WHAT IS REQUIRED
Take the line holding "claw in this photo." as the first line of the answer and the last line of the listing as its end; retype everything between exactly.

DATA FOR ANALYSIS
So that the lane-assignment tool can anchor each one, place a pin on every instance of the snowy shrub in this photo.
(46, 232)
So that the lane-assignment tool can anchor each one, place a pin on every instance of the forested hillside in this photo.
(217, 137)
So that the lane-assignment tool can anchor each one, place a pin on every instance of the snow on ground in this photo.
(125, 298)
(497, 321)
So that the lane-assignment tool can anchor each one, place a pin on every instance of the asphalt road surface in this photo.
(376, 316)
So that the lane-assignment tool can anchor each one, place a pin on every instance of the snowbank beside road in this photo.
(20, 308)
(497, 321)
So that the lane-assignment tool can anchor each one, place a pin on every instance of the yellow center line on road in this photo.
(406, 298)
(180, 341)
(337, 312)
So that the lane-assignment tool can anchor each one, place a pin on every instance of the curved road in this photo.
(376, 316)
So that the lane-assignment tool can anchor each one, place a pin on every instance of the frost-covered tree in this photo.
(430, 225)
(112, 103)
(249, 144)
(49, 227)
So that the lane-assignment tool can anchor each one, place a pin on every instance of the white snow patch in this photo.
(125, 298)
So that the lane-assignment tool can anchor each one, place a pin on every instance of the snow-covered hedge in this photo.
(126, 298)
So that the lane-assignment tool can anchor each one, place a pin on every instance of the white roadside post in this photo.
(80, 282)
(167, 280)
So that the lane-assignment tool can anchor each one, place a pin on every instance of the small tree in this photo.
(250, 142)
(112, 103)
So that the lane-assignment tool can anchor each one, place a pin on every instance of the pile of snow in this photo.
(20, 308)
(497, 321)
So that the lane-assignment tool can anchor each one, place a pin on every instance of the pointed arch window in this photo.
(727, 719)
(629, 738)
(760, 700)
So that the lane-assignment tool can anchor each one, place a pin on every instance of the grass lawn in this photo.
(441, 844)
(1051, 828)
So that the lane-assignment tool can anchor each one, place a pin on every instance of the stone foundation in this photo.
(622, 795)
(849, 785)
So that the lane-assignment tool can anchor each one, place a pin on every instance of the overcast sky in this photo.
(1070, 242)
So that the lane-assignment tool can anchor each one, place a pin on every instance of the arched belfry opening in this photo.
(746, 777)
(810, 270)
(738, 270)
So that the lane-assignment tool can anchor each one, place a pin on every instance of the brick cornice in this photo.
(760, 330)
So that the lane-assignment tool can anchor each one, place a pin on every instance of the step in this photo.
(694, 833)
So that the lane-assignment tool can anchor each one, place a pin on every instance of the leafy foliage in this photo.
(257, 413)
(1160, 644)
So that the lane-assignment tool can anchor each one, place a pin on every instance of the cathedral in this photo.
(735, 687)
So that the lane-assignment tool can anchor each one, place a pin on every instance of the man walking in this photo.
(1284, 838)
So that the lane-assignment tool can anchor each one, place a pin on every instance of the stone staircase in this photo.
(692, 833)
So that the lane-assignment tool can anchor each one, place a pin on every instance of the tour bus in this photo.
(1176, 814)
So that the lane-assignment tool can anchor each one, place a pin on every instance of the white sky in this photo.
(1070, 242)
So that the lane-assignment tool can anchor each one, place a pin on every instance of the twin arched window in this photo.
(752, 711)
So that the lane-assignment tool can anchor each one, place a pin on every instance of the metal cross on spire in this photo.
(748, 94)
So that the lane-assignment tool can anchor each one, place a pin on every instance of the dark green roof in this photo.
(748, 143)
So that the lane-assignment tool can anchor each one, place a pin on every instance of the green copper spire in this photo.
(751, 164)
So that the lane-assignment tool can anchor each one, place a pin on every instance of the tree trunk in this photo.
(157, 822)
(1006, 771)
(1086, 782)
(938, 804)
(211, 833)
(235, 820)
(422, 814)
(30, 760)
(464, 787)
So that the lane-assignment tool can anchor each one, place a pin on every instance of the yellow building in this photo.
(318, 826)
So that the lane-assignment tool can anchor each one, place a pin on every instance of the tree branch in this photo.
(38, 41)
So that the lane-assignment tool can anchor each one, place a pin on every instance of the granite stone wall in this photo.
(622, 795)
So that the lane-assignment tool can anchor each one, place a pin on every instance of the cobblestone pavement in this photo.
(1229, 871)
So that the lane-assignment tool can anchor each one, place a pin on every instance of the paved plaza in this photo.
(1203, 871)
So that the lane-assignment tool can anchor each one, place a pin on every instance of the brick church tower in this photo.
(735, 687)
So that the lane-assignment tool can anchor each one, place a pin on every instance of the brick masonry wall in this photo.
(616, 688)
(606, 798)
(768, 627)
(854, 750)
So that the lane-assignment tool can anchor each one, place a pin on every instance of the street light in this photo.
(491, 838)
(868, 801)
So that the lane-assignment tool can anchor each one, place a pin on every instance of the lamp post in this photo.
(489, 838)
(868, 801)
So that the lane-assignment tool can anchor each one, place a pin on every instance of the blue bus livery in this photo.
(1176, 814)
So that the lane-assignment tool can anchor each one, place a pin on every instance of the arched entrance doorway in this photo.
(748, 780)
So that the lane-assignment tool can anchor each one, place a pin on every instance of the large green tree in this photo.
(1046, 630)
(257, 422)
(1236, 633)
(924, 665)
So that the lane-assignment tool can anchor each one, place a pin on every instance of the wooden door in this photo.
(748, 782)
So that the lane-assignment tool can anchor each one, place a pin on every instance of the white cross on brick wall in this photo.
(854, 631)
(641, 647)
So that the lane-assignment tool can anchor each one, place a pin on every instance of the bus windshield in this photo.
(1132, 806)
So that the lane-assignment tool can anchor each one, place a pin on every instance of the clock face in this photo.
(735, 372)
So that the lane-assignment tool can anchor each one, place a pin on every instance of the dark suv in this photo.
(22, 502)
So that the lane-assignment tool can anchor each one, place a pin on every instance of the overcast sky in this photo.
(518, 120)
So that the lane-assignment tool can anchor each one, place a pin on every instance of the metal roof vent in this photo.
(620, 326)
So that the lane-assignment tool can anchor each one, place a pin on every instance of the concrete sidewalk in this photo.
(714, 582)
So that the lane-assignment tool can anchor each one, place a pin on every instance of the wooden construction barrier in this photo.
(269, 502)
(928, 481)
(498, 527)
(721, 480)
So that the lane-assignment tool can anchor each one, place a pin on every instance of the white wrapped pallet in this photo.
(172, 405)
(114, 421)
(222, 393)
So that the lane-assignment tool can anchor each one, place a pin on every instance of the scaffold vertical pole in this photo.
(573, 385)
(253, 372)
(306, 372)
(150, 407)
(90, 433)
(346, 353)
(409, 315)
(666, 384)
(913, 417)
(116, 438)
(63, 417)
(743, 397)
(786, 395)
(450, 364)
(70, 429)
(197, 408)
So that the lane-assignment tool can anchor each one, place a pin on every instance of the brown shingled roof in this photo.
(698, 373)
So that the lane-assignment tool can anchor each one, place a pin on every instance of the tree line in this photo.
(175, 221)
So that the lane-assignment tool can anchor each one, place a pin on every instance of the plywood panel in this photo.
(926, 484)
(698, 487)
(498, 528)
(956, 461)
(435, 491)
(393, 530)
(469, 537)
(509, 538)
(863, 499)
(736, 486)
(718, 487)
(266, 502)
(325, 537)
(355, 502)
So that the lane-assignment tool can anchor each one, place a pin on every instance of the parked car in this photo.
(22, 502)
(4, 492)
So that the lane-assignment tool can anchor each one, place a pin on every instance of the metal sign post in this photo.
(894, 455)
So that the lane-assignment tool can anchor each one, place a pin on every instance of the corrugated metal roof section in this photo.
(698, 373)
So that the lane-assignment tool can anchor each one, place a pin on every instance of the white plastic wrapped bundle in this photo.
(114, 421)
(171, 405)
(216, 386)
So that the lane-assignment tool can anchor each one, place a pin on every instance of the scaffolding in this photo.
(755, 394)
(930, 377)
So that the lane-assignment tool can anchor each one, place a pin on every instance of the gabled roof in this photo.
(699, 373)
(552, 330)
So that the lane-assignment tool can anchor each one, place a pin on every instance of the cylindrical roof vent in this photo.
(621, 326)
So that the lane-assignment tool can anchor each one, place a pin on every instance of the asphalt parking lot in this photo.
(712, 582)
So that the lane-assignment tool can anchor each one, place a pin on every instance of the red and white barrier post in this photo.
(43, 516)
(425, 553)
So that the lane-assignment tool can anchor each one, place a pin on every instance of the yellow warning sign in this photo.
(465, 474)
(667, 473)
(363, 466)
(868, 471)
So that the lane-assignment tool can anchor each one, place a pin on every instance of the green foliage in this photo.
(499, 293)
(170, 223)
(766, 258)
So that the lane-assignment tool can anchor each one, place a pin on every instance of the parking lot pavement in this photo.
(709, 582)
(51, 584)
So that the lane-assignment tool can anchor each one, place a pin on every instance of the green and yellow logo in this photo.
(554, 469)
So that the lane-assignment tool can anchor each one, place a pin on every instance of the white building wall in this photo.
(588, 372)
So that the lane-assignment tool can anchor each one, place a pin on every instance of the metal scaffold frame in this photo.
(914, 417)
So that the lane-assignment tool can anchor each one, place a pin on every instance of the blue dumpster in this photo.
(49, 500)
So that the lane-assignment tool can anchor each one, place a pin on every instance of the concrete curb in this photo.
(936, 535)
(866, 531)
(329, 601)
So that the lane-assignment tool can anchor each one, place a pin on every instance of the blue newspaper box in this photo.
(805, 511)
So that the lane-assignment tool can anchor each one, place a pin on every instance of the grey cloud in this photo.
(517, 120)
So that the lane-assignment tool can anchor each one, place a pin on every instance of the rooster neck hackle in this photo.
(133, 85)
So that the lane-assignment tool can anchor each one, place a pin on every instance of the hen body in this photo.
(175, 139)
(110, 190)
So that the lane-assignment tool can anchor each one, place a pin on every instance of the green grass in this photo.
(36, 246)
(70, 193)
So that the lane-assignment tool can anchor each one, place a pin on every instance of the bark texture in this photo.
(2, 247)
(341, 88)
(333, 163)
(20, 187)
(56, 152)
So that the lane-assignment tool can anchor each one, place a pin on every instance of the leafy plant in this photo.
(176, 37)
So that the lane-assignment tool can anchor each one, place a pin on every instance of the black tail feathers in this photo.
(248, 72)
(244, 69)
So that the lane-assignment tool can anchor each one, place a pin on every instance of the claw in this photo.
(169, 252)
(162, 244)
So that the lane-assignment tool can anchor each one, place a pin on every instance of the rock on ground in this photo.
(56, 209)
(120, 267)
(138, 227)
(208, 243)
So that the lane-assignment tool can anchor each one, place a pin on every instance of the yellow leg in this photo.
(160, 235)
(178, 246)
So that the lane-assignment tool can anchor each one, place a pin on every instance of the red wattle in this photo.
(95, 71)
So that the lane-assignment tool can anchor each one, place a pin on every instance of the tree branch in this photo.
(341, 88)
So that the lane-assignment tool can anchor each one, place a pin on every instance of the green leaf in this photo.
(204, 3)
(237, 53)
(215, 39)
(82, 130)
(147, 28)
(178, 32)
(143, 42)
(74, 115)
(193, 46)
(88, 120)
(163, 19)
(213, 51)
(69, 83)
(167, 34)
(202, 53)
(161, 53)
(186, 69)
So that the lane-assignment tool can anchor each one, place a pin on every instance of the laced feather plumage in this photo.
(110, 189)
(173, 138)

RESULT OF THIS EXERCISE
So that the lane-assignment tool can anchor each one, place a pin on every instance of the claw in this photo.
(169, 252)
(162, 244)
So that the lane-assignment tool can anchor each one, place a pin on every instance of the rock on ground in this photo.
(56, 209)
(120, 267)
(138, 227)
(208, 243)
So that the lane-assignment tool can anchor each one, place a pin on every instance of the yellow leg in this photo.
(160, 235)
(178, 246)
So that the lane-assignment tool can anchor each one, place a pin on every instance of the red wattle in this photo.
(95, 71)
So that the lane-assignment tool can anchor each one, place a pin on every instance of the tree branch in this photo.
(341, 88)
So that the lane-assignment tool can anchor each one, place a pin on every instance of the green leaf in this photo.
(204, 3)
(237, 53)
(215, 39)
(82, 130)
(147, 28)
(178, 32)
(143, 42)
(74, 115)
(193, 46)
(88, 120)
(163, 19)
(213, 51)
(69, 83)
(167, 34)
(202, 53)
(161, 53)
(186, 69)
So that the lane-assignment tool can anchor each one, place a pin on every instance of the laced feather plumage in this photo.
(110, 189)
(173, 138)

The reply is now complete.